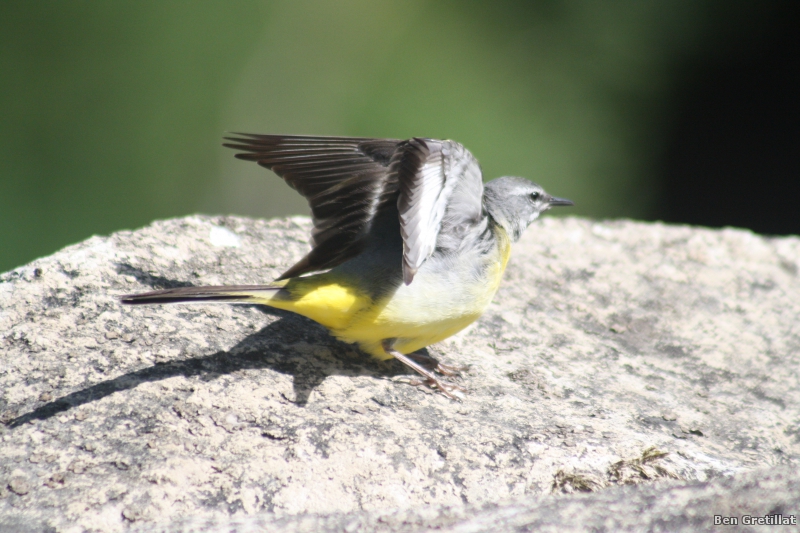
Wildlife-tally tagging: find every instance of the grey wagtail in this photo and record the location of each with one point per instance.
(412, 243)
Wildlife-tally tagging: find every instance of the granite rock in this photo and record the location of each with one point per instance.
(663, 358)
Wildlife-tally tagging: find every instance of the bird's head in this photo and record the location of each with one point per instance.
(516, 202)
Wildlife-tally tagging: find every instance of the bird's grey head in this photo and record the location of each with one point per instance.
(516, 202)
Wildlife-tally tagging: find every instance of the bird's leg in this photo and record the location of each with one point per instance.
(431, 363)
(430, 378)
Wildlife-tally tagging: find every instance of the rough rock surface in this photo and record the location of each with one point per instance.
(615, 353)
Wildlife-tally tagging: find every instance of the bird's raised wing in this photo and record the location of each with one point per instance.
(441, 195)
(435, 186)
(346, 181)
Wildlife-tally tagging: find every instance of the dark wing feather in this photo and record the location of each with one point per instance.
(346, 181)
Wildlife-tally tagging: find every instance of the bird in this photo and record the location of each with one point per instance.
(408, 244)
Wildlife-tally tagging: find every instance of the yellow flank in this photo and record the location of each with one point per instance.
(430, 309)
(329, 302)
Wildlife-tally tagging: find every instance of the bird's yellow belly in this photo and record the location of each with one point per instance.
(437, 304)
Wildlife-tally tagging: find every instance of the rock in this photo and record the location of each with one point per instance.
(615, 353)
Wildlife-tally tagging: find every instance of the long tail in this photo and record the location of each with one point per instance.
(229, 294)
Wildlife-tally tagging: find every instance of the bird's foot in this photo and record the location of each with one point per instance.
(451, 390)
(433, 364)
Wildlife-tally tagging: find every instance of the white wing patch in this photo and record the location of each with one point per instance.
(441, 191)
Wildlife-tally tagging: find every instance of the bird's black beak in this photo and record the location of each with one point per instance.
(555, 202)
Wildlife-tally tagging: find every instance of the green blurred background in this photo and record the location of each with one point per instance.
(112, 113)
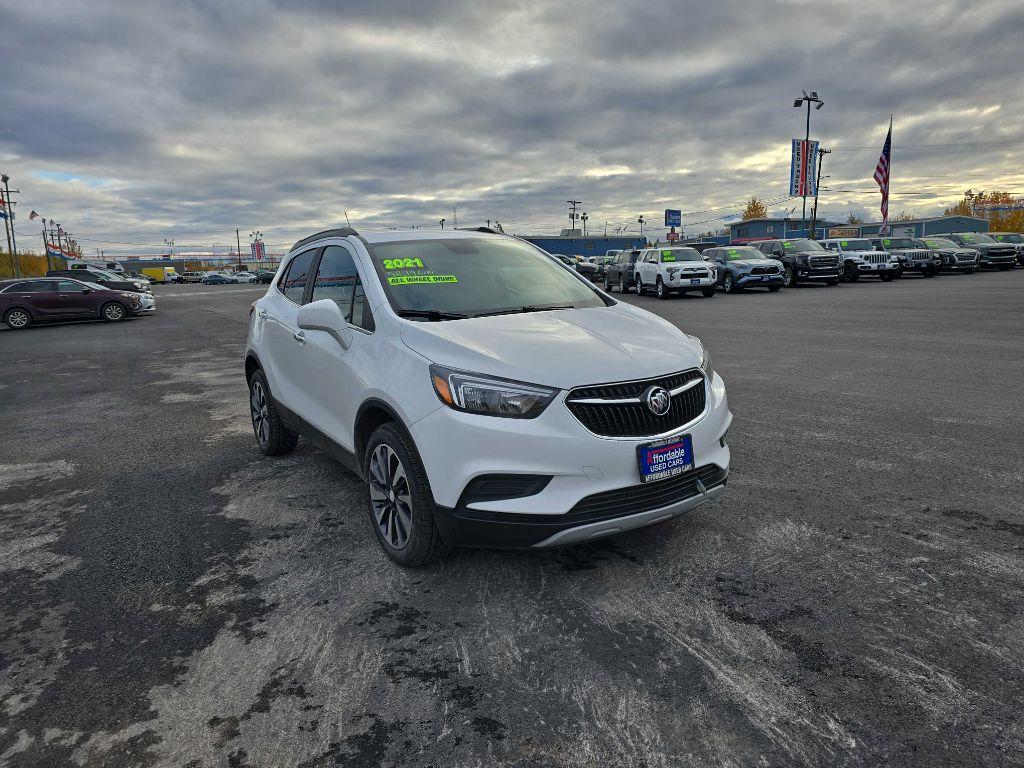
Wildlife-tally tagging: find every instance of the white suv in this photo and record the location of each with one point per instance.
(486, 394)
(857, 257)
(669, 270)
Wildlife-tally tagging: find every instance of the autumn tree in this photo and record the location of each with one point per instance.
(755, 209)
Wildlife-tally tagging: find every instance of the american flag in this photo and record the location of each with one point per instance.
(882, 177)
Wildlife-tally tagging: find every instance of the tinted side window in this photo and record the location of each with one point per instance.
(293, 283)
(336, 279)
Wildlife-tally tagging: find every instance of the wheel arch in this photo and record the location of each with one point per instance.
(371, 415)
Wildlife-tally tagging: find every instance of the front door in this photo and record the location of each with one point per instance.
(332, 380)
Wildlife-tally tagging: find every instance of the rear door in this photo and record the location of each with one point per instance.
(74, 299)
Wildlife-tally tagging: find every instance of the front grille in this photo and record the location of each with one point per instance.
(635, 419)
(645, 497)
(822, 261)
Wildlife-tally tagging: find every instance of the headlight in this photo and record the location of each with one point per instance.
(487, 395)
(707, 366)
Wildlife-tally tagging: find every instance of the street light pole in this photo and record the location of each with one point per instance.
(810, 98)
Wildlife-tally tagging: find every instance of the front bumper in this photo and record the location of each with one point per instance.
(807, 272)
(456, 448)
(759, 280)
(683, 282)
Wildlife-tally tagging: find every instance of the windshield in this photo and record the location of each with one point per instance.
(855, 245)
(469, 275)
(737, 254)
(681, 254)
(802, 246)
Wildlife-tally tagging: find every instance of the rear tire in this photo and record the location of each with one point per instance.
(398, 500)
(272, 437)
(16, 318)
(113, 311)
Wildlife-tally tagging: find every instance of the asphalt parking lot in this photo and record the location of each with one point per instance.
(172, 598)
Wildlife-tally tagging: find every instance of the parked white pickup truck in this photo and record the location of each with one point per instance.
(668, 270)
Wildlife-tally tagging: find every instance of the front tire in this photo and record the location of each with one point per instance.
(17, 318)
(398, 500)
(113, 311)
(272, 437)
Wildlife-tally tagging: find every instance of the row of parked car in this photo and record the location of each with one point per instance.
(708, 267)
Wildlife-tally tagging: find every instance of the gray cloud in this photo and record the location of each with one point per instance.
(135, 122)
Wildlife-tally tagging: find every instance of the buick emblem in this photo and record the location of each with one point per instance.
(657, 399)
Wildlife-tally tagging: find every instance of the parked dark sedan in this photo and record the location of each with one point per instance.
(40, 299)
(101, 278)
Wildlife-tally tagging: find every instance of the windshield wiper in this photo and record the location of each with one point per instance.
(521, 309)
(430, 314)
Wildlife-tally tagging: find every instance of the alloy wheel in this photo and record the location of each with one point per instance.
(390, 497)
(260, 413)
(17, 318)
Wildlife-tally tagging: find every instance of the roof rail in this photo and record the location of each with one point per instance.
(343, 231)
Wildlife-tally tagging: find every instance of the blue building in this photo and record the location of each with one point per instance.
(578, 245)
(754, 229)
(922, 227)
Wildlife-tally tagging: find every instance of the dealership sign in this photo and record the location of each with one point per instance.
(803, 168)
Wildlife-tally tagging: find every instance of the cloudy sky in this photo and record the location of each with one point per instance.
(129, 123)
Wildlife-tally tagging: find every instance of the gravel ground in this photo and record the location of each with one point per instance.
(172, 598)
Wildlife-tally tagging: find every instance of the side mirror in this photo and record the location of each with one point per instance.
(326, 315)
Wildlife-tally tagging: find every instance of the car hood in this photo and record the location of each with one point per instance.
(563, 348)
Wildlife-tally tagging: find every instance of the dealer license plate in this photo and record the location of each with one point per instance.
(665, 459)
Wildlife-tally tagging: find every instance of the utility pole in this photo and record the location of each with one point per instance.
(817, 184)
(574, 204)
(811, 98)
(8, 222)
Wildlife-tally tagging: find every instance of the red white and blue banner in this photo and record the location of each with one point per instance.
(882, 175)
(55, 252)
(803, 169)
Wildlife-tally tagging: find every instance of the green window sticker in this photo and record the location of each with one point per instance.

[Task brief]
Only the records are wanted, copied exactly, with the pictures dropped.

[Exercise answer]
Wildlife-tally tagging: find every instance of the grey wagtail in this photo and record the location of each with one point per instance.
(412, 243)
Wildlife-tally tagging: find every instance of the granite rock in this photo and record the location of each with one point per instance.
(663, 358)
Wildlife-tally tagging: find every instance of the bird's head in this photo and record the location of each with one point per instance.
(516, 202)
Wildlife-tally tagging: find every instance of the bird's grey head in this photo and record the location of each with one point per instance.
(516, 202)
Wildlife-tally tagging: find every instance of the bird's leg in this photo and record the location of each with one point per instance.
(431, 363)
(430, 378)
Wildlife-tally tagging: find every instance of the rough rock surface in this photo and record the location of each with one point per instance.
(615, 353)
Wildlife-tally tagging: find every instance of the bird's raised wing in this photo and record the location of each with one point per instance.
(441, 195)
(435, 186)
(346, 181)
Wildlife-tally tagging: find every instance of the dark wing feather in this photo and record the location of each with one point per instance.
(346, 181)
Wildlife-tally tagging: find every instance of the bird in this photo and record the location of each with one point per instance.
(408, 244)
Wildlife-tally tagging: find every instance of the yellow flank in this photo and record the location of each with one point per instance.
(430, 309)
(329, 302)
Wildlife-tally tagging: find every instance of the bird's yellow belly in this photo and record the location of each with one point per instance.
(437, 304)
Wildlife-tally tagging: find every instance of the rock in this photo and record the location of each with one point per instance.
(615, 353)
Wildlife-tally tagging: find every instance of the long tail in this photo and record the location of each with one point per instance.
(229, 294)
Wildlife-tally tagging: find every instance of the bird's foot in this photo and record the location of each with one point per instance.
(451, 390)
(433, 364)
Wildlife-tally tagging: find every instance of the white wing patch in this photo and record the location of each with one point per instance.
(441, 191)
Wildlife-tally tagging: find every instance of the bird's black beak in this photo and record the location of each with one point per instance.
(555, 202)
Wildlife-tally tagging: find every instance of the green blurred background in this photo and record the location of each with one point per instance.
(112, 113)
Wildlife-tally tagging: find every instance of the white suv in this photo and record the location of each with one point per instance.
(486, 394)
(857, 257)
(669, 270)
Wildlife-tally tagging: find every instance of the autumn tree in this photo and record the location of each with one point per instance.
(755, 209)
Wildlife-tally tagging: find every instance of the american flag in this photo and record the location of each with one point per instance.
(882, 177)
Wildlife-tally tagging: find every instance of the tinted side window in this photo and record the location of each with one point per instance.
(293, 283)
(336, 279)
Wildlife-tally tagging: find every instance of the wheel arch in this photo and record the location of each with one point per instance.
(371, 415)
Wildlife-tally tagging: find every instance of the front door in this photo and record the location of each with one point per instance.
(332, 380)
Wildlife-tally tagging: find every instance of the rear door in this photo and record the location of each with one point per instance.
(74, 299)
Wildlife-tally tagging: find every instance of the front grille in this photo and record the location of each with one point per instance.
(635, 419)
(645, 497)
(822, 261)
Wildlife-tally tagging: find every instance of the headlight in this photo and record the location of each with one point per instance.
(487, 395)
(707, 366)
Wildlife-tally tagging: find every instance of the street light pole in this photo and record the location of each with one point per instance.
(810, 98)
Wildlife-tally tagging: find every instance of the front bumper in this photo and record the location of each with one point per instance.
(807, 272)
(456, 448)
(759, 280)
(683, 282)
Wildlife-tally tagging: find every instance of the windshield in this photo and record the location of each with one point per instance.
(855, 245)
(469, 275)
(737, 254)
(681, 254)
(802, 246)
Wildlife-tally tagging: find every instance of the rear tire in this photo and record the location of each with one point per instance.
(398, 500)
(272, 437)
(16, 318)
(113, 311)
Wildlife-tally tagging: find every instance of the asphalt parking lot in this photo and record the location of each with one point per instance.
(172, 598)
Wildlife-tally tagging: find every instance of the parked white pickup truck in this photo and record the location of each with one point per instance.
(668, 270)
Wildlife-tally tagging: find every instance of the front tire in this photo and record the location of each with one point per instance.
(17, 318)
(398, 500)
(113, 311)
(272, 437)
Wildlife-tally tagging: find every instance of the row of parked car in this photo and record the location of each with one point per instance.
(708, 267)
Wildlife-tally tagging: find every instance of the gray cloud in this photo and record the location of each with one point per instance.
(135, 122)
Wildlife-tally tagging: find every instance of the buick emblem in this photo and record the location of each with one point per instance.
(657, 399)
Wildlife-tally tagging: find every instance of the parked dark sedan in this photo and record the location of each with one point per instance.
(40, 299)
(101, 278)
Wildlife-tally tagging: find every instance of the windshield wiper in this photo and record the location of each with one point per instance.
(521, 309)
(430, 314)
Wildlife-tally tagging: find every instance of the alloy wheel in this photo and record the location of each with one point per instance.
(390, 497)
(260, 413)
(17, 318)
Wildlife-tally tagging: find every instance of the roof rail in this photo and record the location of each with one point per instance.
(343, 231)
Wildlife-tally tagging: find every instance of the blue building in this photo and record the location of each with one point per instance.
(578, 245)
(754, 229)
(922, 227)
Wildlife-tally tagging: find every instance of the dealership sign in this photo and record the location of each with one point per instance.
(803, 168)
Wildlife-tally tagging: find every instance of the cloudy sky in this photo and record the location of each with one point per instance.
(129, 123)
Wildlife-tally tagging: find every instance of the gravel ground in this photo and record the location of each with one point per instance.
(172, 598)
Wildlife-tally tagging: find every instance of the side mirror in this photo and record the location of each with one point per instance.
(326, 315)
Wildlife-tally tagging: find every instance of the car hood in this photo and record the location of each with one point per instance.
(563, 348)
Wildlife-tally tagging: find every instance of the dealer license plate in this photo and record the location of each with one point per instance.
(665, 459)
Wildlife-tally tagging: find every instance of the utility pole in this photo and record the location of each with one point per instance.
(817, 184)
(574, 204)
(811, 98)
(8, 222)
Wildlife-tally tagging: find every instance of the red white and blue banner in this photo and record the location of each with one point per instance.
(882, 175)
(55, 252)
(803, 169)
Wildlife-tally tagging: find every instance of the green window sticker in this photo and record the location of each with one point per instance.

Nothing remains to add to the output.